Entries categorized as ‘Limited Access’
February 2, 2009 · 1 Comment
I believe in being nice to people and in helping out when I can. I believe it’s the right thing to do, and I also believe that it pays off in the end so it’s stupid not to.
My philosophical debate of the day is this: does the “paying off in the end” bit cheapen or confirm the “right thing to do” bit? Can it be logical and good at the same time?

Proof, by Kodama on Flickr
This came to mind because twice in the past couple of weeks, one of my advanced students, C, asked for help sending videos of her little daughter out to family in Mexico, and also with getting her hand-me-down laptop to join the library’s wireless network.
To me, these are life skills, most especially when your family lives far away. Limited access is a problem, and when I had the chance to address it for even one person, I couldn’t not. So I had her come in during the afternoon lull and spent maybe an hour and a half total helping her out.
Then Wednesday evening, I had an unprecedented number of new students enrolling, including four men who spoke Spanish but little English. C was there because one of those men was her brother – she brought him in. She helped him understand the application and the mechanics of his test, and when he was good to go, C also helped me with the three other Spanish-speaking students.
So on one hand, what goes around comes around, and it’s amazing to be part of a cycle of such positivity.
On the other hand, I have this very concrete proof that going the extra mile for students yields more students and more helpers. Does this proof suck any “good” there might have been out of my desire to help my students?
I guess what I’m saying is that I don’t know where my motivation to serve my students ends and my motivation to serve myself begins.
At least they’re aligned?
Categories: ABE · Limited Access · Pondering
Tagged: access, internet, learners, motivation, philosophy, students, technology
October 15, 2008 · 1 Comment
Blog Action Day seemed like as good a way as any to get back into blogging after my random, unexplained hiatus.
The idea is for everyone to discuss poverty to raise awareness and cause some action.

■ **PROBLEMS AND TASKS**:
A) Extract the passage from the adult-education blog entries, starting at "So on one hand, what" and ending at "cause some action.".
B) Write what comes next in the adult-education blog entries, picking up after their final sentence.
The lines that come after this blog text aren't needed.

■ **GIVEN INFORMATION**:

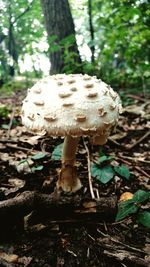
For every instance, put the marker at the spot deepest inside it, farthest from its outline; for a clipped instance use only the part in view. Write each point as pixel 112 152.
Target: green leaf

■ **RESPONSES FOR EACH TASK**:
A)
So on one hand, what goes around comes around, and it’s amazing to be part of a cycle of such positivity.
On the other hand, I have this very concrete proof that going the extra mile for students yields more students and more helpers. Does this proof suck any “good” there might have been out of my desire to help my students?
I guess what I’m saying is that I don’t know where my motivation to serve my students ends and my motivation to serve myself begins.
At least they’re aligned?
Categories: ABE · Limited Access · Pondering
Tagged: access, internet, learners, motivation, philosophy, students, technology
October 15, 2008 · 1 Comment
Blog Action Day seemed like as good a way as any to get back into blogging after my random, unexplained hiatus.
The idea is for everyone to discuss poverty to raise awareness and cause some action.

B)
I’ve skimmed a couple of other posts in my RSS feed, and they were very “us” and “them.” Given the resources you need to be involved with blogging and other interactive social media, I’d be very surprised if the majority of voices raised today were saying “we.” Still, discussion and awareness are good things. Let’s just be aware of whose voices we’re hearing and not hearing.
So here are my rhetorical questions:
- Are you living in poverty? I’m not asking if you can afford that motor boat you’ve always wanted. I’m asking about poverty.
- Do you know anybody living in poverty? I’m not asking if you pass them on the street. I’m asking if you know them.
My guess is that most (not all) answers to both of those questions are “no.”
I think there’s a divide. I think it’s sad and dangerous. I think a lot of people agree with me. I’m not going to get into it here because it’s not my main point.
My main point is that the divide doesn’t have to be there. Difference in resources doesn’t have to translate to parallel lives lived entirely separately.
- What are you doing to build relationships across the poverty line?
- What are you teaching your children about poverty, equality, and humanity?
Poverty in itself is unfair and tragic and theoretically avoidable. We should end it. But until that day comes, let’s not sit back and say “those people.” One post I skimmed suggested that you give something to someone who lives in poverty. Yes, resources are important, but in my opinion, that’s the “those people” mentality talking. How can you share instead of just giving? How can you make a friend instead of just talking? How can you cry with someone instead of just for them?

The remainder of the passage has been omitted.